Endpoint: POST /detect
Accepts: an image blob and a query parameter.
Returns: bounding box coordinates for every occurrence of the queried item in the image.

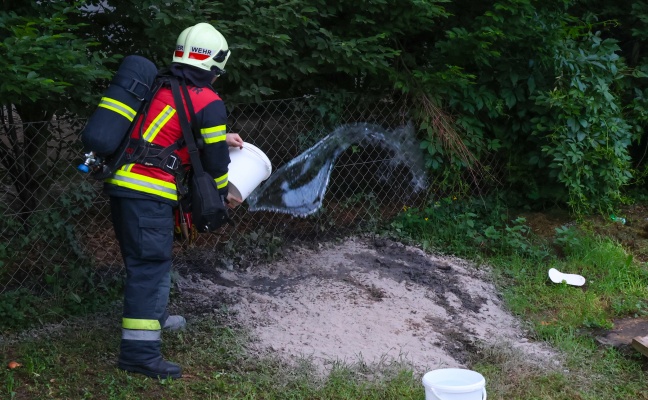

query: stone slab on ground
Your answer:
[632,335,648,358]
[595,317,648,352]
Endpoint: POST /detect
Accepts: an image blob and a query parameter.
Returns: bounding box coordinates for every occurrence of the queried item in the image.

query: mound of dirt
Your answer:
[176,237,559,372]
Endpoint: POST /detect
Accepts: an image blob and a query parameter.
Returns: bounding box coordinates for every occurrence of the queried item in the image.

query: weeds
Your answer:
[389,195,648,399]
[0,313,424,399]
[2,196,648,399]
[390,196,549,260]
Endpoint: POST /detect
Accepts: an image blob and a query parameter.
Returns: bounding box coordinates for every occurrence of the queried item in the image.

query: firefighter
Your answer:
[106,22,241,379]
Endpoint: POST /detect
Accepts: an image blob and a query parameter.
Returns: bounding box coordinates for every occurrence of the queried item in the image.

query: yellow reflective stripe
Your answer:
[106,169,178,201]
[122,318,161,330]
[98,97,137,122]
[143,105,176,142]
[201,125,226,144]
[215,172,228,189]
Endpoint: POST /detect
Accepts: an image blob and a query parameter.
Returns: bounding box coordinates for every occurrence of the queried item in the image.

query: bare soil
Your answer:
[174,236,559,373]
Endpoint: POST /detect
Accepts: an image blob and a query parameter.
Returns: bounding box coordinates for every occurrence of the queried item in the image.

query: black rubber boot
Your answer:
[118,339,182,379]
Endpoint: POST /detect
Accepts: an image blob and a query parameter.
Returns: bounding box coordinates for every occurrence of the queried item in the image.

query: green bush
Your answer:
[0,182,122,332]
[390,195,548,259]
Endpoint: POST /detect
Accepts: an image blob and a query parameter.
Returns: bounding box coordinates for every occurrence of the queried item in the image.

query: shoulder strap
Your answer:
[169,77,206,176]
[91,77,186,182]
[179,83,203,148]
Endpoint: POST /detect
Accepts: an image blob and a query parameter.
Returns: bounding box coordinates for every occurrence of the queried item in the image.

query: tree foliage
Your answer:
[0,1,118,220]
[0,1,116,120]
[73,0,450,103]
[1,0,647,214]
[396,0,647,212]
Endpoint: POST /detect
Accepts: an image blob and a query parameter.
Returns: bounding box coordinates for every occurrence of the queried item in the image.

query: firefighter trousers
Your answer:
[110,196,174,361]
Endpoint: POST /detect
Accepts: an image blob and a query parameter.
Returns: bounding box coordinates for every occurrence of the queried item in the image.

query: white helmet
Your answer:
[172,23,230,75]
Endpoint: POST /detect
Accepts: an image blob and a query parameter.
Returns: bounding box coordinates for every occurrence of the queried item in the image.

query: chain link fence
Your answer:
[0,95,504,303]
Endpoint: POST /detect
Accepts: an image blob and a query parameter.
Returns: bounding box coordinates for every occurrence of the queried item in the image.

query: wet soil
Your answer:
[170,204,648,371]
[174,236,558,372]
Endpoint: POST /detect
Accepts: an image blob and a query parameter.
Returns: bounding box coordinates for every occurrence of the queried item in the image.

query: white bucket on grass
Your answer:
[228,142,272,201]
[422,368,487,400]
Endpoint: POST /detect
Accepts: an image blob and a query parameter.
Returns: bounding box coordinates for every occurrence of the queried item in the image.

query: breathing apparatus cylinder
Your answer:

◆ What you need to do ◆
Text only, no pictures: copy every entry exactly.

◆ Answer ◆
Endpoint: POST /detect
Accepts: an image blob and a query parameter.
Returns: bounding box coordinates for every occurrence of the queried item in the image.


query: stone slab on ground
Your answer:
[632,335,648,358]
[595,317,648,352]
Endpoint: POST /detect
Accepts: an image blob and a query parameter.
Returns: bounding box coordinates for every occurrence of the queried item in the image.

query: mound of dirt
Your answer:
[176,237,559,372]
Endpoint: POST /detect
Accepts: an image blob and a query parameter.
Returns: bounding box coordinates for every occurrence of the queried item in the image.

query: weeds
Your answer:
[389,195,648,399]
[0,313,424,399]
[2,196,648,399]
[390,196,549,260]
Endpoint: POST /detect
Accepts: an image blob and a query parameter.
Returns: bounding box coordinates for every occurrence of the queried item in the image.

query: firefighter
Your answer:
[106,22,241,379]
Endpoint: POST /detect
Accepts: an image blob and a query parameter.
Returns: bounding box coordinates for every occurrence of the queried item in the image.

query: yellow reflective stripe
Your answer:
[106,169,178,201]
[122,318,161,330]
[98,97,137,122]
[143,105,176,142]
[201,125,226,144]
[215,172,228,189]
Endpoint: POST /detect
Accepts: an image blob and a query parameter.
Returns: bounding box coordinates for every occurrence of the queried item in the image.

query: bare soil
Your answer:
[174,236,559,373]
Endpoint: POST /detect
Accepts: an image blob and a query parameter.
Returns: bounding box coordinates for every occurrence of the queried item in the image.

query: black rubber boot
Your answer:
[118,339,182,379]
Endpoint: POST /detect
Accepts: an image blob and a query parameter.
Returns: bounding box coordinates for every occurrence of the queried item in the image.

query: green bush
Your answer:
[0,182,122,332]
[390,195,548,259]
Endpoint: POST /detect
Accepts: an image blob and a query parameter.
Returns: bounding box coordinates for every occurrence of the queried item in the image.

query: shoulder strap
Your answer:
[169,77,206,176]
[91,77,186,182]
[179,83,203,148]
Endpoint: POST /detect
Accepts: an image blob and a query parameter.
Returns: bounding box coordinates for every occurrence of the queried item in the image.

query: tree foliage
Your answer:
[0,1,118,220]
[0,1,116,120]
[73,0,450,103]
[1,0,647,214]
[396,0,647,212]
Endpoint: POST /detect
Accepts: an image blob and a query parameter.
Returns: bounding box coordinates for every occurrence of the queried item in the image.

query: firefighter trousers
Your answer:
[110,196,174,361]
Endpoint: POST /detect
Accepts: an image blob and a query parameter.
Returns: bounding box coordinates for every occurrence of the queried item in the image.

query: white helmet
Your answer:
[172,23,230,75]
Endpoint: POST /detect
Accepts: an image blob and a query parameter.
Returns: bounding box coordinates for every occurrence of the queried item in the image.

query: chain link fence
Your answer:
[0,95,504,303]
Endpoint: POST /detect
Accepts: an image blob and a query parameter.
Returns: bounding box coordinates for every occurrence of the queried item in the image.

query: wet soil
Your answer:
[170,204,648,371]
[174,236,558,372]
Endpoint: POST /detect
Accepts: an image blob and a query parameter.
Returns: bounding box coordinates for every occurrence of the queried item in the image.

query: white bucket on grass
Your answer:
[228,142,272,201]
[422,368,487,400]
Endpoint: POST /detect
Accepts: an image blob and a query parameter.
Returns: bounding box coordinates for every occurrence of the queried item in the image.

query: breathing apparatus cylinder
Your answer:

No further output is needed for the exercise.